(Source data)
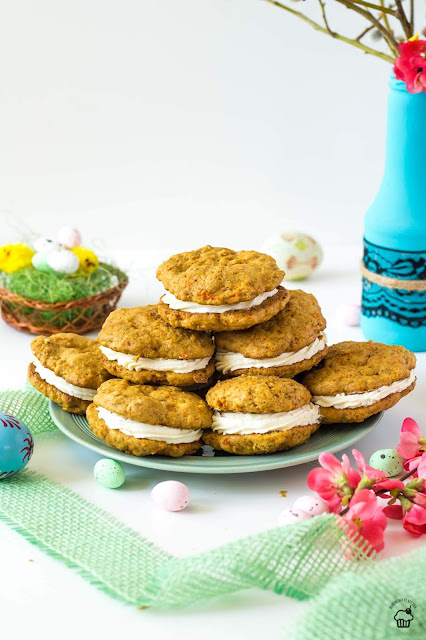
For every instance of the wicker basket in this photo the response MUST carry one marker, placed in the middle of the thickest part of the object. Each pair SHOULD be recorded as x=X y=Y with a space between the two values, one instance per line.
x=75 y=316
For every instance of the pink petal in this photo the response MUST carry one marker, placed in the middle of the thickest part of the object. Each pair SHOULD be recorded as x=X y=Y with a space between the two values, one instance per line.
x=411 y=425
x=416 y=515
x=331 y=463
x=393 y=511
x=421 y=469
x=408 y=446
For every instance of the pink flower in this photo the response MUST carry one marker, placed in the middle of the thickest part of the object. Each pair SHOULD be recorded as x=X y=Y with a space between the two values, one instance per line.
x=334 y=482
x=411 y=440
x=366 y=517
x=366 y=470
x=421 y=467
x=412 y=508
x=410 y=66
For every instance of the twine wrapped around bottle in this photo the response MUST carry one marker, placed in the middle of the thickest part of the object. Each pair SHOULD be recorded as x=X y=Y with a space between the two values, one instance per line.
x=393 y=283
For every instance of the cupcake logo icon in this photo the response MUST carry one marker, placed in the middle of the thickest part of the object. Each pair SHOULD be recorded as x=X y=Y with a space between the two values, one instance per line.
x=403 y=612
x=403 y=617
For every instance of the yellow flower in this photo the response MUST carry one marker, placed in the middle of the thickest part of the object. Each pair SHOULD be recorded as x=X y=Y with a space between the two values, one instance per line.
x=14 y=257
x=88 y=260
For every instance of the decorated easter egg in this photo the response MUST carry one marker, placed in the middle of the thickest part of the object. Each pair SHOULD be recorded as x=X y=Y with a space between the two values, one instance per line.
x=312 y=505
x=44 y=245
x=39 y=261
x=16 y=445
x=62 y=261
x=387 y=460
x=109 y=473
x=291 y=516
x=295 y=252
x=69 y=237
x=171 y=495
x=348 y=315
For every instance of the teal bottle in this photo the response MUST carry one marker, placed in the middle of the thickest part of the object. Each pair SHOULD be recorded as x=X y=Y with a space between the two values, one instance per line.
x=395 y=230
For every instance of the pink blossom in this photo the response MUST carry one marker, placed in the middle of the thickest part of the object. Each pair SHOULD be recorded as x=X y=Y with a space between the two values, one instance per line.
x=421 y=467
x=410 y=445
x=410 y=66
x=366 y=517
x=334 y=481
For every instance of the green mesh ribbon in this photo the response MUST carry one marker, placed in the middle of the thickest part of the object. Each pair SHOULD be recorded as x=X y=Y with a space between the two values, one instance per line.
x=311 y=559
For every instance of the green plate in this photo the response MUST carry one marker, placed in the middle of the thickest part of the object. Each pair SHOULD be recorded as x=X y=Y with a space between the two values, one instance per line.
x=328 y=438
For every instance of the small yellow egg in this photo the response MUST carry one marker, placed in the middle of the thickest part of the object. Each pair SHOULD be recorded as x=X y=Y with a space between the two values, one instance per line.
x=14 y=257
x=87 y=258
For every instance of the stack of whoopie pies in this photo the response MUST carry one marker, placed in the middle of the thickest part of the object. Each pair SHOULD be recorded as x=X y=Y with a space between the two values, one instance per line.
x=227 y=330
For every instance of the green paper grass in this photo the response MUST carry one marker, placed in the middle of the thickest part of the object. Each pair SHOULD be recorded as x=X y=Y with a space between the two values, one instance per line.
x=60 y=287
x=51 y=288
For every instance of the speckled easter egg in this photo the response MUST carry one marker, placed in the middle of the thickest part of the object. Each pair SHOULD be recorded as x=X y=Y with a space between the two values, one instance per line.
x=291 y=516
x=16 y=445
x=44 y=245
x=109 y=473
x=312 y=505
x=62 y=261
x=171 y=495
x=295 y=252
x=348 y=315
x=69 y=237
x=387 y=460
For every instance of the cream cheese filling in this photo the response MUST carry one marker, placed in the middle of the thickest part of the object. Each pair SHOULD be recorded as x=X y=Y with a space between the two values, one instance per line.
x=356 y=400
x=138 y=429
x=133 y=363
x=192 y=307
x=56 y=381
x=234 y=423
x=227 y=361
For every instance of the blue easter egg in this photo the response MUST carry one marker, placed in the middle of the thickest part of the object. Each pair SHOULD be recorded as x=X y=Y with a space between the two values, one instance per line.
x=16 y=445
x=387 y=460
x=109 y=473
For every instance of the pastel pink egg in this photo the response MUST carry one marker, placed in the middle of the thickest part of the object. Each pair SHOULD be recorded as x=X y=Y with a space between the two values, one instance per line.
x=290 y=516
x=69 y=237
x=348 y=315
x=171 y=495
x=312 y=505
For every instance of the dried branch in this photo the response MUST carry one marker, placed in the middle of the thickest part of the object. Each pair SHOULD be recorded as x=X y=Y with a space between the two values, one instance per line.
x=337 y=36
x=364 y=33
x=407 y=27
x=389 y=37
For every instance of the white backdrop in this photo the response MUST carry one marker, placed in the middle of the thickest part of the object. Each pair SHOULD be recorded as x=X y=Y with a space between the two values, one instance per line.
x=184 y=122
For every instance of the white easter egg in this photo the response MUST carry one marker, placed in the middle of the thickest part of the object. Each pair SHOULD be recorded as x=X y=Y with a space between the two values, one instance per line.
x=46 y=244
x=290 y=516
x=312 y=505
x=295 y=253
x=348 y=315
x=62 y=261
x=69 y=237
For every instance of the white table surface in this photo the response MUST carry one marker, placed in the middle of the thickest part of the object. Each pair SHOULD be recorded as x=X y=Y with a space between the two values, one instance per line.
x=49 y=600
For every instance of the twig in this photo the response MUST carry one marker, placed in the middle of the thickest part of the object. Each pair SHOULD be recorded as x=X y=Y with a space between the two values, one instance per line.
x=324 y=17
x=385 y=17
x=337 y=36
x=393 y=44
x=408 y=28
x=382 y=491
x=382 y=8
x=364 y=33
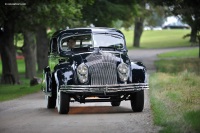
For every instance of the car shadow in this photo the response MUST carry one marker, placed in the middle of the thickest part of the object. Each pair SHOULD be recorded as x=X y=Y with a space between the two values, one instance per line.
x=98 y=110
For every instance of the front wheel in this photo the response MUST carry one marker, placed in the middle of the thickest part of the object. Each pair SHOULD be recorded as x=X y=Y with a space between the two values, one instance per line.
x=137 y=101
x=50 y=101
x=63 y=100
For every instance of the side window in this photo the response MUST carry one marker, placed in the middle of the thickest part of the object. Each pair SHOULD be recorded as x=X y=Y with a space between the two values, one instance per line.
x=53 y=45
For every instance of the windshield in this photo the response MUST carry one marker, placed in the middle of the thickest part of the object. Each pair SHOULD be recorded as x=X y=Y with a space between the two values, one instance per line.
x=108 y=40
x=77 y=41
x=92 y=40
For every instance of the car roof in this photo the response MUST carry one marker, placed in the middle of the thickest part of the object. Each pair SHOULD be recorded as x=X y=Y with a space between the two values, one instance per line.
x=88 y=31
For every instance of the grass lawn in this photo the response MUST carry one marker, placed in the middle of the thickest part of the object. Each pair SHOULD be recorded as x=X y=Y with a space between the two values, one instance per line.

> _Exercise description_
Copy the material from the line containing "For every instance of the yellow" through the line containing "x=395 y=230", inclusive, replacing "marker" with "dot" and changing nothing else.

> _Exercise output_
For every instance of the yellow flower in this photo the response MUST carry one dot, placed in the middle of the thickest part of the object. Each pair SHOULD be recorded as x=X y=Y with a space between the two values, one instance per line.
x=14 y=257
x=88 y=260
For every instance of the decorated easter egg in this photo the response MUST carry one dot, placed in the middle of the thickest part of the object. Each pair SHOULD be recorded as x=X y=Y with a space between the two values, one instance per line.
x=312 y=505
x=44 y=245
x=39 y=261
x=16 y=445
x=62 y=261
x=387 y=460
x=109 y=473
x=291 y=516
x=295 y=252
x=69 y=237
x=171 y=495
x=348 y=315
For every instance of the teal bottle in this photo the response MUST carry one dot, placed in the middle of the thickest part of the object. Each pair SHOULD be recorded as x=X y=Y with a space between the two values, one instance per line.
x=395 y=230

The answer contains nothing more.